**WHAT IS NEEDED**
Print, from the listing below, the lines starting at the line containing "positive clicks: (167, 536)" and ending at the line containing "536L183 525L163 510L148", exactly as they stand, and print nothing else.

**GIVEN ENTRIES**
##########

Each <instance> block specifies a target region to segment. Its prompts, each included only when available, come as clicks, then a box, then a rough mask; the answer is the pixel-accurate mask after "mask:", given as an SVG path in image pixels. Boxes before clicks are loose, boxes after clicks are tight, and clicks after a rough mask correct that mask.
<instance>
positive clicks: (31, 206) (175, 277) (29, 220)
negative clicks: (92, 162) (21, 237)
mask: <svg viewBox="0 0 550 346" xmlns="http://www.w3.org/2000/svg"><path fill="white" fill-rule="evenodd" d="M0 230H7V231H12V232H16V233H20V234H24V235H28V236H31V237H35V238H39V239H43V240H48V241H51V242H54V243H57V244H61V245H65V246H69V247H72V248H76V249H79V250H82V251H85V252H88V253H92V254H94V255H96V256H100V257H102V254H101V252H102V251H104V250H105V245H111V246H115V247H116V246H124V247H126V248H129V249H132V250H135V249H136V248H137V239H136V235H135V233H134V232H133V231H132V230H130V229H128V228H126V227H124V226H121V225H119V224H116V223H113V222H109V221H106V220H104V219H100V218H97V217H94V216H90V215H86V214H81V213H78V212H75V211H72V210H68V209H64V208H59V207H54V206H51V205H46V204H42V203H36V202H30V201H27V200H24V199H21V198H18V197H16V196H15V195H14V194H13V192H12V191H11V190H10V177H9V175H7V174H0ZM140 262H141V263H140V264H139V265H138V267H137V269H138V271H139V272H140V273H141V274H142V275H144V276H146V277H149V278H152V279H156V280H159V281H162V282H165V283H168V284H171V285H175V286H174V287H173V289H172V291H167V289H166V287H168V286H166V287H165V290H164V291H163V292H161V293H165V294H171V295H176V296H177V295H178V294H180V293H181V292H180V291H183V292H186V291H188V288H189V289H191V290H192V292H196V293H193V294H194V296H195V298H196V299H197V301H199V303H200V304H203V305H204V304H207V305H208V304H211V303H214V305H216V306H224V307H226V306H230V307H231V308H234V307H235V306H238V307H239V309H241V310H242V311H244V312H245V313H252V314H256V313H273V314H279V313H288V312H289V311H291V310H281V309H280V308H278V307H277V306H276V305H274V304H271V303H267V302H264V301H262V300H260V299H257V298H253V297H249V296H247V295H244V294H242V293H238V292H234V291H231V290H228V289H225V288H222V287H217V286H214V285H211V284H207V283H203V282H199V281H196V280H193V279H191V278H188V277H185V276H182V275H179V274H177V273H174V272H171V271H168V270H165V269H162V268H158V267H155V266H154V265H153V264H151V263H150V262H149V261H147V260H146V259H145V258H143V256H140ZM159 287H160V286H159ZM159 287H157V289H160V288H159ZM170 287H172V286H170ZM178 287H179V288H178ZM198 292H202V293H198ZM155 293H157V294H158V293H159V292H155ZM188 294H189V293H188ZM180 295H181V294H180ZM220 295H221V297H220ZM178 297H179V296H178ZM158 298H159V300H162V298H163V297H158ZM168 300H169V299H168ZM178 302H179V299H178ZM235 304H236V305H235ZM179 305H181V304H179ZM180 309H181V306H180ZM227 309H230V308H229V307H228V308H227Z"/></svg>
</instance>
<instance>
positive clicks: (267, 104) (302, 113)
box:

##########

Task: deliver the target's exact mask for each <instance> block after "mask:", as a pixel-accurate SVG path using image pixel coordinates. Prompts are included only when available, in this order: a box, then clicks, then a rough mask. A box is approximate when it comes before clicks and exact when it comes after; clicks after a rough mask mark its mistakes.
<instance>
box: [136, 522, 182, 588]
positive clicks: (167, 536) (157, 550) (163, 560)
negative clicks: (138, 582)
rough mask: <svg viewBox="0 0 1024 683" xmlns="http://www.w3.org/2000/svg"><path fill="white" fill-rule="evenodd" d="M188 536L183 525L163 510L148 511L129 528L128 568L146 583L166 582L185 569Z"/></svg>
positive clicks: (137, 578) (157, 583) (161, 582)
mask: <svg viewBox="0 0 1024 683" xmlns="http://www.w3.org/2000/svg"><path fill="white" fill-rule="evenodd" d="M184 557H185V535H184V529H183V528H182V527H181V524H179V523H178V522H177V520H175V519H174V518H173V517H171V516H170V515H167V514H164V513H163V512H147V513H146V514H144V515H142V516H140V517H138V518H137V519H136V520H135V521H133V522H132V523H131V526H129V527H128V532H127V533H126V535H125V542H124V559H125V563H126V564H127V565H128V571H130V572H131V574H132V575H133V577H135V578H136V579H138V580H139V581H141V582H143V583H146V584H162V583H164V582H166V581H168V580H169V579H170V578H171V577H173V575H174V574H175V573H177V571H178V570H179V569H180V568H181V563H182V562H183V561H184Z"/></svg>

##########

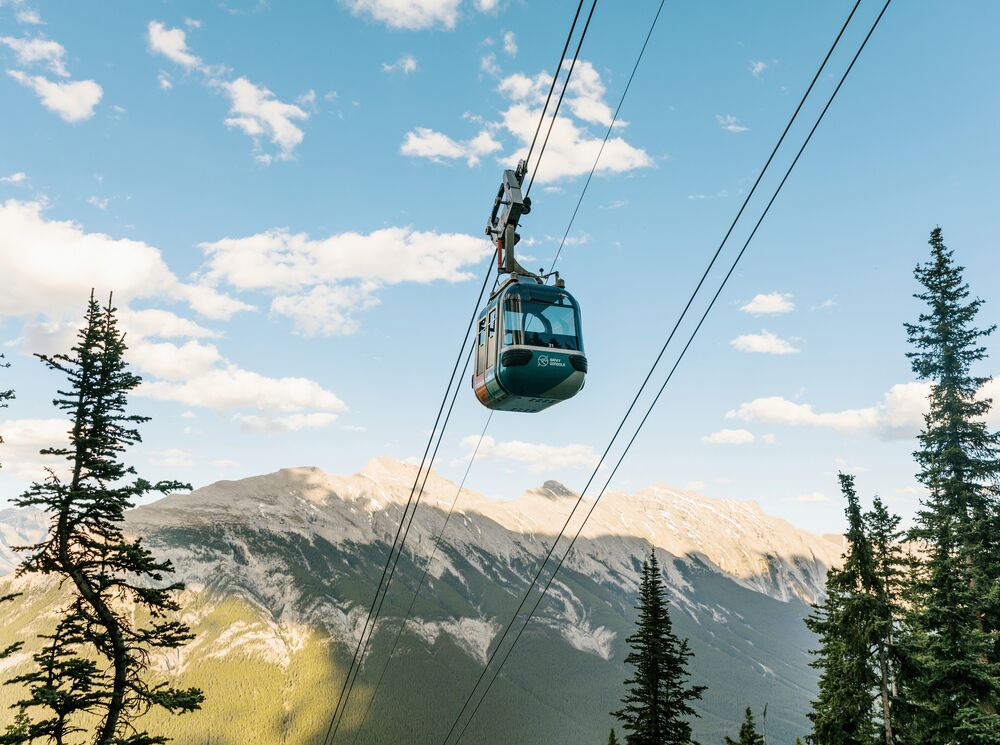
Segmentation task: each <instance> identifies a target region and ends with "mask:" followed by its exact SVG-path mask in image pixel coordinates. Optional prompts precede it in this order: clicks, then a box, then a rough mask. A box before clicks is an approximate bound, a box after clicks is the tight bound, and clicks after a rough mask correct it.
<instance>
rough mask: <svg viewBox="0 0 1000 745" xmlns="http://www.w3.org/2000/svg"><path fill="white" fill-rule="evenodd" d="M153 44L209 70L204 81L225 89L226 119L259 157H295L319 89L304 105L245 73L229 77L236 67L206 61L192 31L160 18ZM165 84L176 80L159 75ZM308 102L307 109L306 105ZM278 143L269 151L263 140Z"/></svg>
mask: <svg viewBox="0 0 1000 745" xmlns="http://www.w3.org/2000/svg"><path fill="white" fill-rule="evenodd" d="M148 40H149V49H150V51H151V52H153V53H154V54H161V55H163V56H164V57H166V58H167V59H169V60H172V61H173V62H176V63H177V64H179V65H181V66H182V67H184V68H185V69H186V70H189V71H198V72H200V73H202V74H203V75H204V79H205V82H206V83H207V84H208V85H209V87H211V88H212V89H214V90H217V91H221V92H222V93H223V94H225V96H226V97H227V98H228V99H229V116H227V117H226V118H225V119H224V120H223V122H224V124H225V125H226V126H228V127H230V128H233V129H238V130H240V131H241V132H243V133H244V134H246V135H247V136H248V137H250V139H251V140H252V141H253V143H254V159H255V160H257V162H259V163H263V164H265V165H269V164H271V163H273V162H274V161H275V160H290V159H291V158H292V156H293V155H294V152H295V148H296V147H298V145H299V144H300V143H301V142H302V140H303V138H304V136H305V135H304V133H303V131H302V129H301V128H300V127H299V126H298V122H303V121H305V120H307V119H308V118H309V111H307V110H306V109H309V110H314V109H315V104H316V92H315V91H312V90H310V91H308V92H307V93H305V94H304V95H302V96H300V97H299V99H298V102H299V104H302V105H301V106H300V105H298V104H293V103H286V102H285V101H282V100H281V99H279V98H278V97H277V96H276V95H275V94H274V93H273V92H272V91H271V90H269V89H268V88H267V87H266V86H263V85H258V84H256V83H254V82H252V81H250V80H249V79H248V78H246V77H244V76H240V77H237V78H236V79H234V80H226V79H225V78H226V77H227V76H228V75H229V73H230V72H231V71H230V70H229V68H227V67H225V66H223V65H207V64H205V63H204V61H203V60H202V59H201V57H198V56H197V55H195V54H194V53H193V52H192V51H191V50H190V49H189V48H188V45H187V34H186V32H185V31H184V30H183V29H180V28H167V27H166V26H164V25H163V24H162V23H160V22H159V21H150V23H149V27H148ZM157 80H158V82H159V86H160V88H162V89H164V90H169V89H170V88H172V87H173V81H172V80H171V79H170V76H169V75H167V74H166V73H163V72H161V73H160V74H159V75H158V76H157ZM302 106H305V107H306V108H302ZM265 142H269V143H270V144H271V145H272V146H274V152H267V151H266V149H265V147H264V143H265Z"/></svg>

##########

**RESULT**
positive clicks: (167, 536) (157, 550) (163, 560)
negative clicks: (138, 582)
rough mask: <svg viewBox="0 0 1024 683" xmlns="http://www.w3.org/2000/svg"><path fill="white" fill-rule="evenodd" d="M188 536L183 525L163 510L148 511L129 528L128 568L146 583L166 582L185 569Z"/></svg>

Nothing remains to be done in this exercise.